Stored dataset items:
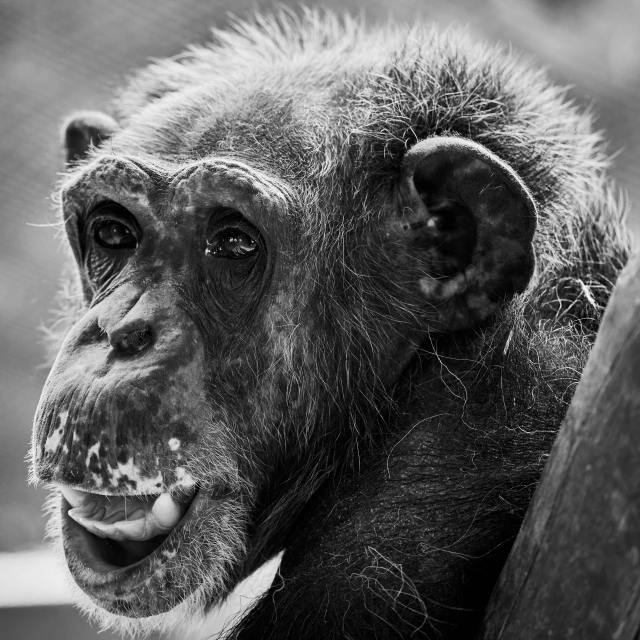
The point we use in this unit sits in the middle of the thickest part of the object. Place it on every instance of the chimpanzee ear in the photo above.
(85, 130)
(470, 219)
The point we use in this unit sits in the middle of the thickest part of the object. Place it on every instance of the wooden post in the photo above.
(574, 570)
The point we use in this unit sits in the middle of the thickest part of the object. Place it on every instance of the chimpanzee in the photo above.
(336, 287)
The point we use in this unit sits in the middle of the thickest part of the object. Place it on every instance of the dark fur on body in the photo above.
(414, 490)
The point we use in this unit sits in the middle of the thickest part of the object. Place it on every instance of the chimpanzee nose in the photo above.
(130, 338)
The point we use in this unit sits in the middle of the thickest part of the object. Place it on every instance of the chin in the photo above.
(169, 581)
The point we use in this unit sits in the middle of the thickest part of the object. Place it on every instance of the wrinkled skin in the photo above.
(321, 313)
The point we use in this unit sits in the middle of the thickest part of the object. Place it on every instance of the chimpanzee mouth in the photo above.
(110, 532)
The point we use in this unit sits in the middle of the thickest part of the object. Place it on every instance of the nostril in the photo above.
(133, 341)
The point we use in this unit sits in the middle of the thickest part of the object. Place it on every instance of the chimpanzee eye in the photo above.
(113, 228)
(231, 236)
(114, 235)
(232, 244)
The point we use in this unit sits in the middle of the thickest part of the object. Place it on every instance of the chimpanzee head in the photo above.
(264, 235)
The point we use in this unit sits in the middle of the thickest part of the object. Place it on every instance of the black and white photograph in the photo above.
(319, 321)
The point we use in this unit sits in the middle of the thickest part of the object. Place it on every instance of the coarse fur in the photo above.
(398, 493)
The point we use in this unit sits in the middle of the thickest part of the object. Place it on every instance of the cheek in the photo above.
(123, 426)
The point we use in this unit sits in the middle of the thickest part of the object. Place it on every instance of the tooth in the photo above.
(89, 525)
(108, 530)
(166, 511)
(133, 529)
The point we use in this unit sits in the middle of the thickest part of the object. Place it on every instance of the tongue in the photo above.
(124, 518)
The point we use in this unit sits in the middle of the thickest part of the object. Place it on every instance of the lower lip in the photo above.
(137, 589)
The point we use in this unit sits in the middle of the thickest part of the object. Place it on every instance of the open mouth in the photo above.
(118, 531)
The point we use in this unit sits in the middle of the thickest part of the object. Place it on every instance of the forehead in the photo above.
(274, 120)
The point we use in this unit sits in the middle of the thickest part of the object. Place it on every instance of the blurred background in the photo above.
(60, 55)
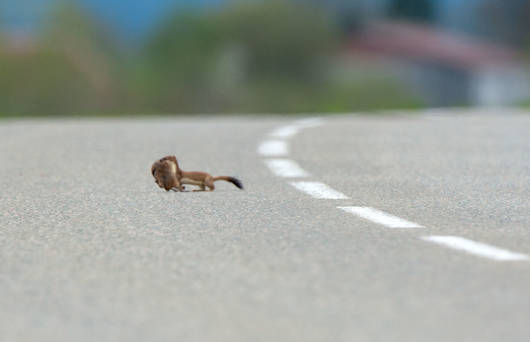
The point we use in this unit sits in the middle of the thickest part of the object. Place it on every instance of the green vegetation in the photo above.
(271, 56)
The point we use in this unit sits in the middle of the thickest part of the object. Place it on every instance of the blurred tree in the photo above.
(259, 42)
(506, 21)
(283, 39)
(68, 69)
(416, 10)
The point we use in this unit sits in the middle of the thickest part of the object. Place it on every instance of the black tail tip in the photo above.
(236, 182)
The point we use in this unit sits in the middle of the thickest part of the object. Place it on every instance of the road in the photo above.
(92, 250)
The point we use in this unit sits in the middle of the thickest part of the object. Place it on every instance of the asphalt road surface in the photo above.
(403, 227)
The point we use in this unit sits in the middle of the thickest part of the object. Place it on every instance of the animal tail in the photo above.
(232, 180)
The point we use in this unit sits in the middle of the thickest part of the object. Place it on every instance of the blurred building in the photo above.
(446, 69)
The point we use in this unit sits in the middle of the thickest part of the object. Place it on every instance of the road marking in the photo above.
(309, 122)
(286, 168)
(476, 248)
(380, 217)
(273, 148)
(285, 132)
(318, 190)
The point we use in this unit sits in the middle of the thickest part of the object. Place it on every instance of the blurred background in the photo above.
(113, 57)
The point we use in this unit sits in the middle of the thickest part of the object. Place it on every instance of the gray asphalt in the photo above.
(92, 250)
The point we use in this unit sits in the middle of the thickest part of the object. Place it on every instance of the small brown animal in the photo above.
(168, 175)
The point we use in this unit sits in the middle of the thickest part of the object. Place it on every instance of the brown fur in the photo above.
(168, 175)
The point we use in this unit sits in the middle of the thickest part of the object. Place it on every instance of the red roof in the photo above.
(424, 43)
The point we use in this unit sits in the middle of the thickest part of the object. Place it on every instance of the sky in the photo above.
(133, 19)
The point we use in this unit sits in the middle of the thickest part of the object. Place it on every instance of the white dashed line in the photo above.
(273, 148)
(286, 168)
(285, 132)
(476, 248)
(318, 190)
(380, 217)
(309, 122)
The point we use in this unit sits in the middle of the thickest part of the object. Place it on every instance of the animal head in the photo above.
(165, 172)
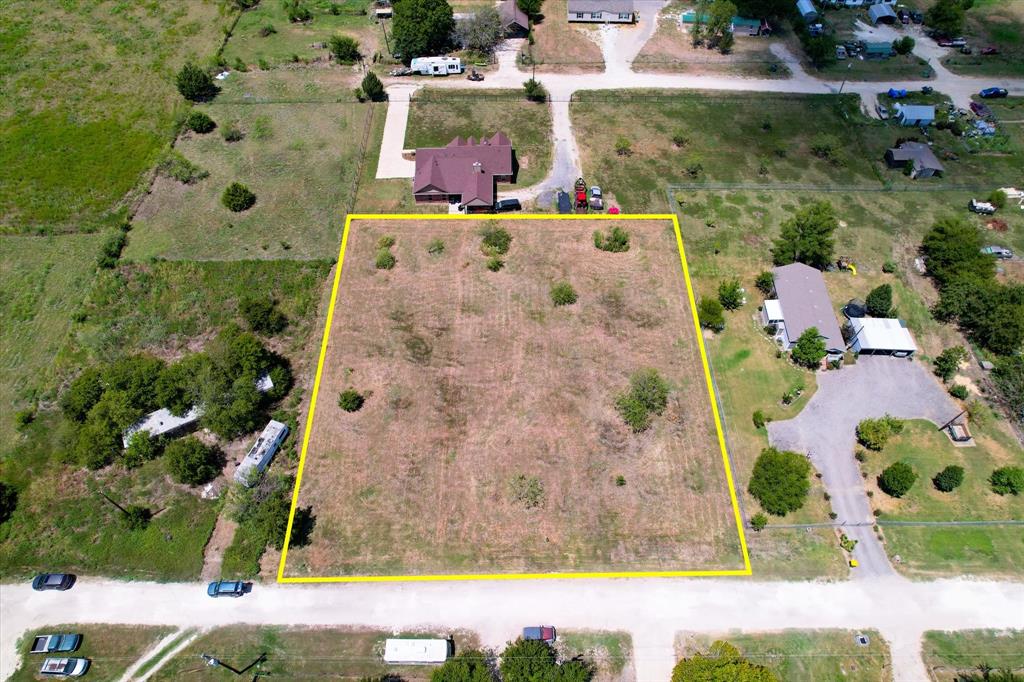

*Exercise*. Please show every line of the items above that contains the word "road", copying each one in full.

*Exercise answer*.
The point we use in this unit sits in the middle of the thickest part of the object. Place it on every instance of the road in the photo above.
The point we use in this unit sits in the middle of the thickest part of the object. Place it on every instance of the asphalt road surface in the photo above.
The point we use in this unit sits in the middle of the thickest part of the object. Place it on every instance of the road marking in the photo above.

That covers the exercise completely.